** begin Document extract **
Speaking of chemistry

There were some inevitable names among the candidates for Chemistry World’s ‘quotable chemistry’ competition – Primo Levi, Peter Atkins, Robert Woodward. But others were less predictable, among them Fyodor Dostoyevsky, Emily Dickinson and Geoffrey Chaucer. And few might have expected to find Richard Feynman, who never showed much obvious enthusiasm for chemistry. That was not, however, because he disdained the subject; rather, he generally gives the impression of being in awe of it, as many physicists of profound theoretical acumen turn out to be.

These folk are typically of a Platonic mindset, reveling in what they regard as the crystalline beauty of physical theory, with its deep principles of symmetry and universality. To them – certainly to Feynman – it seems as if the ability of chemists to make sense of the messy complexities of molecules is akin to magic. Feynman’s brief digression into chemistry near the beginning of his famous Lectures on physics (recently prepared in a lovely online form by a team at the California Institute of Technology) is a joyous paean of faux-naïveté, what Feynman would doubtless have regarded as a wildly simplistic portrait replete with Daltonesque molecules swapping atoms. It is as good an example as any of Feynman’s lucid directness, which cuts to the core of the matter without for a moment relinquishing the sense that he’s just chatting to you over coffee.
** end Document extract **
• _Written exercise_:
Copy the passage on quotable chemistry word for word, from "Speaking of chemistry" up to and including "turn out to be.".
** begin Given material **
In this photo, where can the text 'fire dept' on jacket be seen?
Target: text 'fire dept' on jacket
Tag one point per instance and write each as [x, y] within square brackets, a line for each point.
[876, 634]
** end Given material **
• _Solution for this exercise_:
Speaking of chemistry

There were some inevitable names among the candidates for Chemistry World’s ‘quotable chemistry’ competition – Primo Levi, Peter Atkins, Robert Woodward. But others were less predictable, among them Fyodor Dostoyevsky, Emily Dickinson and Geoffrey Chaucer. And few might have expected to find Richard Feynman, who never showed much obvious enthusiasm for chemistry. That was not, however, because he disdained the subject; rather, he generally gives the impression of being in awe of it, as many physicists of profound theoretical acumen turn out to be.